(Passage for review):
== == ==

Cats are usually very independent creatures and owners often find it hard to believe that they can get separation anxiety. However, cats are social beings who form strong relationships with their humans just like dogs and are equally as susceptible to separation anxiety.
Throughout the Covid-19 pandemic, our best feline friends will be used to having us around all the time. Cats don’t like change and now that lockdown measures are being lifted in some parts of the world, how will our cats take to the transition?
Symptoms of cat separation anxiety are more difficult to spot than dog separation anxiety, but there are still many tell-tail symptoms to look out for:
Vocalisations – Excessive and loud meowing, especially when you go to leave the house, can be a sign of a stressed and anxious kitty.
Urinating outside of the litter box – if your cat urinates outside of its litter box, especially on your clothes or your bed whilst you’re away, don’t assume they’re getting back at you for leaving them alone. They might be trying to self-soothe and help you find your way back to them.

== == ==

(Supplied material):

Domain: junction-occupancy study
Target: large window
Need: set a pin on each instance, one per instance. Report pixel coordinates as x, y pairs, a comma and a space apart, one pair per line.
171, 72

== == ==

(Work item):
Pick up the piece on cat separation anxiety, above the listing, right after its last sentence and carry it forward.

(Answer below):
Destructive behaviour – Cats might not trash your entire home to the extent dogs can, but destructive behaviour is not uncommon. Felines like to knock things over and scratch furniture. This behaviour is more common in male cats.
Clinginess – Cats with separation anxiety can become noticeably clingier, especially just as you’re about to leave, and often have hyper-attachment to their caregiver, seeking constant contact when they are together.
There are a few more subtle signs of anxiety in cats that should not be ignored;
- Excessive licking and self-grooming, especially in female cats
- Refusing to eat or eating too fast
- Hiding as you’re about to leave the house
- Vomiting and diarrhoea
All these signs can mean that your pet feels neglected, depressed or anxious. It may be that your cat displayed some of these behaviours before lockdown began but now that our feline friends are used to having us around more than usual, our absence is felt more than ever.
If your cat is exhibiting one or more of these signs, here are a few tips and tricks to help reduce separation anxiety in cats and keep them safe and happy:
Visit your vet – Your first port of call should be with your veterinarian. Your cat needs a medical check-up to ensure there isn’t anything physically wrong with them that could be causing them distress. You can’t treat this problem behaviourally if they have a physical illness, and your vet will be able to help you rule out illness or injury.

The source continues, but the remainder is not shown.